Given data ->
====
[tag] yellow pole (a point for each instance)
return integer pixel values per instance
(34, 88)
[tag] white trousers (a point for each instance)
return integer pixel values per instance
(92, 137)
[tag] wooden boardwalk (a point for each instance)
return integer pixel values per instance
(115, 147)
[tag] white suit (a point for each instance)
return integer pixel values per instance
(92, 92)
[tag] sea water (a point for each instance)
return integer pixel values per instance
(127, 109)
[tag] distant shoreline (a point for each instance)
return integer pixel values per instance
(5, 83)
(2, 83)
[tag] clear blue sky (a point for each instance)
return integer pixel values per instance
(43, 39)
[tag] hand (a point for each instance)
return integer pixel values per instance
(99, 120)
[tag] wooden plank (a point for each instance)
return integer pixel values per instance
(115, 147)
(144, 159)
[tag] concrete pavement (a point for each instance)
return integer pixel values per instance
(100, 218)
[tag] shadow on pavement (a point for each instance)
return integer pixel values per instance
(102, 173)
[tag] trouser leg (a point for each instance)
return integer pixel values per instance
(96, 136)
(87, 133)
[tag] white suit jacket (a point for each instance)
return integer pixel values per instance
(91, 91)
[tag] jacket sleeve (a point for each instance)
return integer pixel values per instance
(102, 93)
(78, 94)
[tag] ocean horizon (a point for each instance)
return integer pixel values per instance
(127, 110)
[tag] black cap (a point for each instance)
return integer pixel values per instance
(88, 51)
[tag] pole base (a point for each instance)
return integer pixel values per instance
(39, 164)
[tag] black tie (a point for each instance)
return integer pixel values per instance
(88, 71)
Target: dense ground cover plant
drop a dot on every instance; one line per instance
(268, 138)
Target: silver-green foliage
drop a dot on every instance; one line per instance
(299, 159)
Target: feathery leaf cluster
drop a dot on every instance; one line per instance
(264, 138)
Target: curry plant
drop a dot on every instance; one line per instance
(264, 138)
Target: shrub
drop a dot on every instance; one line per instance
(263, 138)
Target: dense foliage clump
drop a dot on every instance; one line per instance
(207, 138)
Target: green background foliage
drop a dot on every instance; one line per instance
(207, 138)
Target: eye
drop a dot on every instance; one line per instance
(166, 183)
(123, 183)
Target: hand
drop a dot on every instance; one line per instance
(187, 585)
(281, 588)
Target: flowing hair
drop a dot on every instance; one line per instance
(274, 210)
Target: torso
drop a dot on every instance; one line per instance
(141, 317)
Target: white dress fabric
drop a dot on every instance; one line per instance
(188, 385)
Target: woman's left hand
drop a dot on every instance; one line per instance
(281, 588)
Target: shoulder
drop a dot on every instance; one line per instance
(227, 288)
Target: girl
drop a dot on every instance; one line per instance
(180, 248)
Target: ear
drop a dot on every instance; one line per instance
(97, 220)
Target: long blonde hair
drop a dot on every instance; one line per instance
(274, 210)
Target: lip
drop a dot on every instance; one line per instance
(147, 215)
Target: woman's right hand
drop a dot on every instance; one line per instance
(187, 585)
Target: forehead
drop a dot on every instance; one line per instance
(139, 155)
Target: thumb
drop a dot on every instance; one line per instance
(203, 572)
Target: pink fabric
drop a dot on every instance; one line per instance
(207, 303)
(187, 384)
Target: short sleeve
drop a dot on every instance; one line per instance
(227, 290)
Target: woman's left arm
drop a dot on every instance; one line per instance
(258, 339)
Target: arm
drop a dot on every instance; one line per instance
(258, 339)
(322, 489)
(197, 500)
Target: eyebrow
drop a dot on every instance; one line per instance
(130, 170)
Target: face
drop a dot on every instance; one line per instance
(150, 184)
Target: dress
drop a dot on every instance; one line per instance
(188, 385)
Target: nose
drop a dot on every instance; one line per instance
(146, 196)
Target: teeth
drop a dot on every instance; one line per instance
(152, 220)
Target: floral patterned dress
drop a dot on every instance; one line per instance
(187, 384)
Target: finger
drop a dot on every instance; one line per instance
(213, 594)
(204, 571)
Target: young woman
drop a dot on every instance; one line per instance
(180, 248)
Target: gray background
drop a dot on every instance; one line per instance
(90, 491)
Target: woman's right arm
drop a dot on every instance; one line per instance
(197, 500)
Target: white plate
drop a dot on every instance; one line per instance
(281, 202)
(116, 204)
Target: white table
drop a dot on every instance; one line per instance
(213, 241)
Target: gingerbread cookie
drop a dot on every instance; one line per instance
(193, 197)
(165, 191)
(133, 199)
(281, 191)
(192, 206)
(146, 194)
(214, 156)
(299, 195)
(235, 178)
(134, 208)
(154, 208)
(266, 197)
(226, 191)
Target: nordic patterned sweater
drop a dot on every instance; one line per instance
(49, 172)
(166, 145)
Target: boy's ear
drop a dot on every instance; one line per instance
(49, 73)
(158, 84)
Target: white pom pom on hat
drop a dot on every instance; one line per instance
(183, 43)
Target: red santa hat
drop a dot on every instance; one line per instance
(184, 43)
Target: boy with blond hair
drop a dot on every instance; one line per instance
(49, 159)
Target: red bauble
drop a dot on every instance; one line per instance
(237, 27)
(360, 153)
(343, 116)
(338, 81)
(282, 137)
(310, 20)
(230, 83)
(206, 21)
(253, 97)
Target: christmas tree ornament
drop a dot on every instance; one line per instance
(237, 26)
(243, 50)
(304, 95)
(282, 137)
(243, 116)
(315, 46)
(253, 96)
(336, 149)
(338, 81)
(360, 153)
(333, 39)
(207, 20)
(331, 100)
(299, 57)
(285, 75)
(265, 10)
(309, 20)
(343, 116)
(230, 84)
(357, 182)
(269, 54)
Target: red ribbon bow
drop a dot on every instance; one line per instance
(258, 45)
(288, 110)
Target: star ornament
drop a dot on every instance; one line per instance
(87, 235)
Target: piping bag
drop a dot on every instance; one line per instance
====
Work to be completed -> Please transcribe the entries above exactly as written.

Solved exercise ->
[tag] yellow pole (a point for each instance)
return integer pixel values per instance
(34, 88)
[tag] white trousers (a point for each instance)
return integer pixel values per instance
(92, 137)
[tag] wooden boardwalk (a point for each instance)
return integer pixel values per instance
(115, 147)
[tag] white suit (a point for each instance)
return integer pixel values per instance
(92, 92)
[tag] sea water (a point for each instance)
return integer pixel values per instance
(127, 109)
[tag] distant shoreline (a point for each instance)
return integer pixel values per instance
(5, 83)
(2, 83)
[tag] clear blue sky (a point for each instance)
return integer pixel values per instance
(43, 39)
[tag] hand (a point for each instance)
return integer pixel values per instance
(99, 120)
[tag] wooden plank (a point for each instance)
return integer pixel values per instance
(115, 147)
(144, 159)
[tag] concrete pavement (a point for each instance)
return integer pixel values per instance
(100, 218)
[tag] shadow on pavement (a point for each instance)
return integer pixel values per instance
(102, 173)
[tag] trouser leg (a point for each instance)
return integer pixel values per instance
(96, 136)
(87, 133)
[tag] white suit jacket (a point for each instance)
return integer pixel values per instance
(91, 91)
[tag] jacket sleeve (a point for each instance)
return integer pixel values per instance
(102, 93)
(78, 94)
[tag] ocean horizon (a point for each instance)
return integer pixel values per instance
(127, 110)
[tag] black cap (a point for each instance)
return integer pixel values per instance
(88, 51)
[tag] pole base (a point for each instance)
return integer pixel values per instance
(39, 164)
[tag] black tie (a point for each instance)
return integer pixel values per instance
(88, 71)
Target: dense ground cover plant
drop a dot on every instance; one line per instance
(268, 138)
Target: silver-green foliage
drop a dot on every instance; one line per instance
(299, 159)
Target: feathery leaf cluster
drop a dot on every instance; one line per instance
(264, 138)
Target: curry plant
drop a dot on every instance; one line per instance
(264, 138)
Target: shrub
drop a dot on every instance; one line per instance
(263, 138)
Target: dense foliage clump
drop a dot on every instance; one line per instance
(207, 138)
Target: green background foliage
drop a dot on every instance; one line per instance
(207, 138)
Target: eye
drop a dot on every instance; one line per instance
(166, 183)
(123, 183)
Target: hand
drop a dot on every instance; one line per instance
(187, 585)
(281, 588)
Target: flowing hair
drop a dot on every instance; one line per instance
(274, 210)
Target: torso
drop a dot on every instance; one line per instance
(141, 317)
Target: white dress fabric
drop a dot on every instance; one line per instance
(188, 385)
Target: woman's left hand
drop a dot on every instance; one line per instance
(281, 588)
Target: shoulder
drop a dot on every instance; one line per instance
(227, 288)
Target: girl
drop a dot on every instance; one line per instance
(180, 248)
Target: ear
drop a dot on every instance; one line per instance
(97, 220)
Target: long blonde hair
drop a dot on every instance; one line per instance
(274, 210)
Target: lip
drop a dot on every instance; one line per instance
(147, 215)
Target: woman's right hand
drop a dot on every instance; one line per instance
(187, 585)
Target: forehead
drop a dot on every instance; one line per instance
(139, 155)
Target: thumb
drop a dot on every instance; one line per instance
(203, 572)
Target: pink fabric
drop a dot on every instance; one line per instance
(207, 303)
(187, 384)
Target: short sleeve
drop a dot on every instance; one line per instance
(227, 290)
Target: woman's left arm
drop a dot on every instance; one line per instance
(258, 339)
Target: arm
drop a dot on every instance; one line per instance
(258, 339)
(322, 489)
(197, 500)
Target: eyebrow
drop a dot on every instance; one line per instance
(130, 170)
Target: face
drop a dot on every instance; one line per instance
(150, 184)
Target: dress
drop a dot on every instance; one line per instance
(188, 385)
Target: nose
drop a dot on every instance; one line per instance
(146, 196)
Target: teeth
drop a dot on every instance; one line per instance
(152, 220)
Target: floral patterned dress
drop a dot on every instance; one line per instance
(187, 384)
Target: finger
drop a dot on every instance; one line per instance
(213, 594)
(204, 571)
Target: young woman
drop a dot on every instance; one line per instance
(180, 248)
Target: gray background
drop a dot on every instance; one line per instance
(90, 491)
Target: woman's right arm
drop a dot on every instance; one line per instance
(197, 500)
Target: white plate
drop a dot on every instance; one line per instance
(281, 202)
(116, 204)
Target: white table
drop a dot on every instance; one line per instance
(213, 241)
Target: gingerbread cookie
drop a dot on every instance; one line per instance
(193, 197)
(165, 191)
(133, 199)
(281, 191)
(192, 206)
(146, 194)
(214, 156)
(299, 195)
(235, 178)
(134, 208)
(154, 208)
(266, 197)
(226, 191)
Target: nordic patterned sweater
drop a dot on every instance; one line per instance
(49, 172)
(166, 145)
Target: boy's ear
drop a dot on every instance; one line per instance
(49, 73)
(158, 84)
Target: white pom pom on hat
drop a dot on every instance; one line per instance
(183, 43)
Target: red santa hat
drop a dot on every instance; one line per instance
(184, 43)
Target: boy with blond hair
drop a dot on every instance; one line per instance
(49, 159)
Target: red bauble
drop a dot on every instance; one line per instance
(237, 27)
(360, 153)
(343, 116)
(338, 81)
(282, 137)
(310, 20)
(230, 83)
(206, 21)
(253, 97)
Target: christmas tree ornament
drop a dot on every instance; one line per instance
(237, 26)
(243, 50)
(304, 95)
(282, 137)
(243, 116)
(315, 46)
(253, 96)
(336, 149)
(338, 81)
(360, 153)
(333, 39)
(207, 20)
(331, 100)
(299, 57)
(285, 75)
(265, 10)
(309, 20)
(343, 116)
(230, 84)
(357, 182)
(269, 54)
Target: red ribbon bow
drop a dot on every instance; one line per instance
(258, 45)
(288, 110)
Target: star ornament
drop a dot on every instance; one line per instance
(87, 235)
Target: piping bag
drop a dot on every instance; one line per instance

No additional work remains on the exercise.